▸ **VOTRE OBJECTIF**:
Les affirmations 1., 2. et 3. ci-dessous concordent-elles avec l'extrait sur le licenciement pour inaptitude ? Pour chacune, répondez par oui ou par non en citant textuellement les mots décisifs de l'extrait.
1. Les contentieux liés à des licenciements intervenus avant la fin de 2016 reposent sur la législation antérieure à la loi Travail.
2. Selon la jurisprudence antérieure, l'employeur pouvait licencier le salarié inapte dès son premier refus de reclassement.
3. Les conditions évoquées sont posées par les articles L 1226-2 et L1226-10 du code du travail.

Il faut cependant prévoir que la Cour de cassation et toute la justice prud’homale veilleront attentivement au respect des conditions (ci-dessus) posées par les articles L 1226-2 et L1226-10 du code du travail, lorsque l’employeur aura licencié un salarié inapte suite à un seul refus de reclassement.

Contentieux faisant suite à des licenciements pour inaptitude intervenus avant fin 2016

Tous les contentieux faisant suite à des licenciements intervenus avant la fin de 2016, seront basés sur la législation antérieure à la loi Travail et l’interprétation qu’en a donné la Cour de cassation au travers de sa jurisprudence : l’employeur devait tirer les conséquences du refus d’un reclassement par le salarié déclaré inapte, en formulant de nouvelles propositions compatibles avec les conclusions du médecin du travail et ne licencier qu‘en cas d’impossibilité de reclassement du salarié.

▸ **DONNÉES D'ENTRÉE**:

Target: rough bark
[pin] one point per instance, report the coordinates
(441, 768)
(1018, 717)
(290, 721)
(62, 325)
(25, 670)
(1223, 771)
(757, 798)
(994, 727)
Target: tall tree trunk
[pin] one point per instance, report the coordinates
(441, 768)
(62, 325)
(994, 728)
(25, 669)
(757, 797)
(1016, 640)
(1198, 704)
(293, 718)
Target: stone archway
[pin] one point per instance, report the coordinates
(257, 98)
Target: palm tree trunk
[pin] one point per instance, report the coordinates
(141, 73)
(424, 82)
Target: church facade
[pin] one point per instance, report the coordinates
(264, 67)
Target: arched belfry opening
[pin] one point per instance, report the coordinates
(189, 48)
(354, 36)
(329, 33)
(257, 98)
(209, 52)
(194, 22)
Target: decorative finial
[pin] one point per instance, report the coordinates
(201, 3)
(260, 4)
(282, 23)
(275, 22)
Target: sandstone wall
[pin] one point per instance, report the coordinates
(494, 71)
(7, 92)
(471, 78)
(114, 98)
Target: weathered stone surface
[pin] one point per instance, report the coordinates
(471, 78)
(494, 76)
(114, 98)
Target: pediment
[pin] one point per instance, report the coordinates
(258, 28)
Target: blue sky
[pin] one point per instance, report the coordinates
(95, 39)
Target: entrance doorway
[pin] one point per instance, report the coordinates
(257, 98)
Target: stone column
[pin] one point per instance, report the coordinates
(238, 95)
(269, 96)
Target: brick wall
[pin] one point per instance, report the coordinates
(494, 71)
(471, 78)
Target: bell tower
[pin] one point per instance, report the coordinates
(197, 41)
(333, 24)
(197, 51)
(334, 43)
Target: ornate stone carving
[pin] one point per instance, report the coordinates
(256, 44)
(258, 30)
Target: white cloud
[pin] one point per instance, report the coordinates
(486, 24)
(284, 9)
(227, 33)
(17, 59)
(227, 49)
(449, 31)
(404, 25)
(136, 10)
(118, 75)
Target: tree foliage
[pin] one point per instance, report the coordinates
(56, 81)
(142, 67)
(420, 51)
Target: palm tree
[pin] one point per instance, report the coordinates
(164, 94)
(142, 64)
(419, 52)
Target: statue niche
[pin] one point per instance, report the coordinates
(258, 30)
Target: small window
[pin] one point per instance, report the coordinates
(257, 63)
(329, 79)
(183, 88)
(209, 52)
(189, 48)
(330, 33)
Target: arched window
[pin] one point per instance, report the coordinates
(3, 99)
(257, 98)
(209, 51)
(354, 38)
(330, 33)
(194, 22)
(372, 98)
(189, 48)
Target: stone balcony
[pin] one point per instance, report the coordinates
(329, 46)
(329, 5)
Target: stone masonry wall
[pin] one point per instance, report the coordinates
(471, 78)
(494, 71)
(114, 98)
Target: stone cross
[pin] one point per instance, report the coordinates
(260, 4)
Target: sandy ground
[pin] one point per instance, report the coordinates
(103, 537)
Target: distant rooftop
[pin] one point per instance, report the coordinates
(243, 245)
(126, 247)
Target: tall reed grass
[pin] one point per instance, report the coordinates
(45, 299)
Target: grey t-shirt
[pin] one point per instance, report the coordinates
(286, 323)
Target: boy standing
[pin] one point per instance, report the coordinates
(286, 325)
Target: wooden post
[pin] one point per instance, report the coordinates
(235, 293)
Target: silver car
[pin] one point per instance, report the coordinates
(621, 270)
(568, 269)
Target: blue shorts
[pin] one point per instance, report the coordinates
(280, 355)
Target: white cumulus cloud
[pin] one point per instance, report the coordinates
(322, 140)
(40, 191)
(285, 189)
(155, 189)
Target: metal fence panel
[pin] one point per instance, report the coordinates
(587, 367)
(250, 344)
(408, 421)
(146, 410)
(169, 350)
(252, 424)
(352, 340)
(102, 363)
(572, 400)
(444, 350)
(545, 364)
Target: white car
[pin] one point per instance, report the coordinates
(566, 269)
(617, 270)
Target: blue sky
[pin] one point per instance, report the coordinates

▸ **LA RÉPONSE**:
1. Oui : « seront basés sur la législation antérieure à la loi Travail ».
2. Non : « en formulant de nouvelles propositions compatibles avec les conclusions du médecin du travail et ne licencier qu‘en cas d’impossibilité de reclassement du salarié ».
3. Oui : « posées par les articles L 1226-2 et L1226-10 du code du travail ».